_文書抜粋_
• • • • • • •

直径38mmのケースは、オリジナルのデザインを踏襲しつつ、幅広のベゼルや短く太めのラグなど、モダンに仕立て直されている。ケースバックはシースルーであり、内部に格納されたムーブメントを鑑賞することが可能。
ムーブメントは、機械式自動巻きのCal.896.5。シリコン製ヒゲゼンマイを採用し、高い耐磁性と約72時間のパワーリザーブを備える。
ベルトは、ブラックのアリゲーター製。クラシカルなピンバックルを組み合わせている。
「ロンジン スピリット ズールータイム」Ref.L3.802.1.53.6
コンパクトなケースにGMT機能を搭載した「ロンジン スピリット」の新作。チタンケースを採用することにより、より軽快な着用感を獲得した。自動巻き(Cal.L844.4)。21石。2万5200振動/時。パワーリザーブ約72時間。Tiケース(直径39mm、厚さ13.5mm)。10気圧防水。62万4800円。
「ロンジン スピリット ズールータイム」に、直径39mmのチタンケースモデルが登場。「ロンジン スピリット」は、単純な復刻ではなく、ロンジンの時計とともに陸、海、空を冒険したパイオニアたちに敬意を表して誕生したコレクションである。アンスラサイトカラーのダイアルに、ゴールドカラーの縁取りを加えたインデックスと針を組み合わせ、ヴィンテージ調のカラーリングにまとめている。ダイアルの6時位置に輝く5つの星は、その精度の高さを証明するものだ。
両方向に回転する24時間表記のベゼルは、GMT針と組み合わせて第2時間帯の時刻を表示することができる。ブラックとグレーの2色で構成されたベゼルインサートは、耐傷性に優れるセラミックス製だ。
シャープなケースは、スピリットを象徴するデザイン。サテン仕上げを基調として、随所にポリッシュを加えることで、立体感を生み出している。
ブレスレットは、ケースと同じチタン製。軽快な着用感と耐食性、抗アレルギー性を発揮する。インターチェンジャブルシステムを採用し、簡単にケースから取り外すことが可能だ。
ムーブメントは、シリコン製ヒゲゼンマイを採用したCal.L844.4を搭載。パワーリザーブは約72時間を備え、実用性も十分だ。

• • • • • • •

_提供資料_
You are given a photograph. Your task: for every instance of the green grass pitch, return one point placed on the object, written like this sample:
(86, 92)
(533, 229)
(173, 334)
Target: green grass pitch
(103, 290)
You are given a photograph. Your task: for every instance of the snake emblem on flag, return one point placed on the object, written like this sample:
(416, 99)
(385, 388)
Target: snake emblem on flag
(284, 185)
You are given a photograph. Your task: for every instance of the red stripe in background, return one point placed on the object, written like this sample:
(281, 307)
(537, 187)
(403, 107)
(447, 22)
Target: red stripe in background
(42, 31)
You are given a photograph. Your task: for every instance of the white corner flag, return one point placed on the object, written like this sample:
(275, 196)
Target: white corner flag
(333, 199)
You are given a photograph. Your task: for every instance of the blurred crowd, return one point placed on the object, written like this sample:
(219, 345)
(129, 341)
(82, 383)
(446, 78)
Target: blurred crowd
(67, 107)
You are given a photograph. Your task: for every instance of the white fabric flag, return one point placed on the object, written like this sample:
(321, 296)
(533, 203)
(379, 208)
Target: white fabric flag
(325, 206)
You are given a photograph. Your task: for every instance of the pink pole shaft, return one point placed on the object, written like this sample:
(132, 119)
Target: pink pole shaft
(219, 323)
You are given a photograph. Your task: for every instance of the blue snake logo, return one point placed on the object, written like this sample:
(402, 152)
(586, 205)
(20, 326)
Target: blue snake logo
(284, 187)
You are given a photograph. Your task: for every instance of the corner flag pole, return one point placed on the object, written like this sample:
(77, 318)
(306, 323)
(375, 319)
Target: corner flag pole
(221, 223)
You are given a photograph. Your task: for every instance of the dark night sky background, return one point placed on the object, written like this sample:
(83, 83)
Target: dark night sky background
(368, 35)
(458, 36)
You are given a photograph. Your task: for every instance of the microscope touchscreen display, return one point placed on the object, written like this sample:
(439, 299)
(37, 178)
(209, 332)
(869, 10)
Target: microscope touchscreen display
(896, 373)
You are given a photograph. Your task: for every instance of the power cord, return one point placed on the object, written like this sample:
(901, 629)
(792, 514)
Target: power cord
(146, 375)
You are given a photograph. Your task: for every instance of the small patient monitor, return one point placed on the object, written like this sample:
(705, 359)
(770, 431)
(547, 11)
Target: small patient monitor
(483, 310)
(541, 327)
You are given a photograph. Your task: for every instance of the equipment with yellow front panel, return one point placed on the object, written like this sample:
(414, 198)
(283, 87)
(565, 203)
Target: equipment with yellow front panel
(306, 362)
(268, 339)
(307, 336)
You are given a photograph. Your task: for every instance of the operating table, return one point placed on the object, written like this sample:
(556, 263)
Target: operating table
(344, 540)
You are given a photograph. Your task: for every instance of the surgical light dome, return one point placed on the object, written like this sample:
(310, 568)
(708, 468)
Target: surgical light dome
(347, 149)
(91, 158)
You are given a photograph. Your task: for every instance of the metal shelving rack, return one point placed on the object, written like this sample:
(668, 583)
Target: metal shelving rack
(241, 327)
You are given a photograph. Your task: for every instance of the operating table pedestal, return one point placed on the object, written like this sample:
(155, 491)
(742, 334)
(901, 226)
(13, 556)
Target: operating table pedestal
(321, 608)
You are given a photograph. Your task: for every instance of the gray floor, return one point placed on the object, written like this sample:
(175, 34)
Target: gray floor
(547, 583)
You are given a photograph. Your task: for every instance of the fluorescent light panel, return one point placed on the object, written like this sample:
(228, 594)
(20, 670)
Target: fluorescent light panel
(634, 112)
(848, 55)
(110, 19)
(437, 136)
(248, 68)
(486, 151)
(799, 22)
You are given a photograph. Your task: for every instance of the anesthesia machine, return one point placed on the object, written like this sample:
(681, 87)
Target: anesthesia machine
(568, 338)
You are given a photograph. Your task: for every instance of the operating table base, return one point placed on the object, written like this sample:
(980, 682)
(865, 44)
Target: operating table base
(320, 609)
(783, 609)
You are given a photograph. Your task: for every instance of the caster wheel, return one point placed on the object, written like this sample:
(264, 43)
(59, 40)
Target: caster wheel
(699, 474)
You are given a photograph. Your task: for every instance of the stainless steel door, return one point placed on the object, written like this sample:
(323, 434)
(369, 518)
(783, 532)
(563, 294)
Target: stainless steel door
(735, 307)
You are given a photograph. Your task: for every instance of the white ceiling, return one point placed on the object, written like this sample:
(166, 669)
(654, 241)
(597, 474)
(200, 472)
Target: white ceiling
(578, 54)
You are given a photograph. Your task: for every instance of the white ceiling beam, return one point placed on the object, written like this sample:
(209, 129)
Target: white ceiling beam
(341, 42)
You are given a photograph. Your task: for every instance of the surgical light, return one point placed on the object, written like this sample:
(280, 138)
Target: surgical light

• • • • • • •

_課題の内容_
時計の紹介文のうち、「直径38mmのケースは、オリ」から「気圧防水。62万4800円。」までの部分（両端を含む）を、「ブラック」を「ブラウン」に入れ替えたうえで書き直すこと。

_解答_
直径38mmのケースは、オリジナルのデザインを踏襲しつつ、幅広のベゼルや短く太めのラグなど、モダンに仕立て直されている。ケースバックはシースルーであり、内部に格納されたムーブメントを鑑賞することが可能。
ムーブメントは、機械式自動巻きのCal.896.5。シリコン製ヒゲゼンマイを採用し、高い耐磁性と約72時間のパワーリザーブを備える。
ベルトは、ブラウンのアリゲーター製。クラシカルなピンバックルを組み合わせている。
「ロンジン スピリット ズールータイム」Ref.L3.802.1.53.6
コンパクトなケースにGMT機能を搭載した「ロンジン スピリット」の新作。チタンケースを採用することにより、より軽快な着用感を獲得した。自動巻き(Cal.L844.4)。21石。2万5200振動/時。パワーリザーブ約72時間。Tiケース(直径39mm、厚さ13.5mm)。10気圧防水。62万4800円。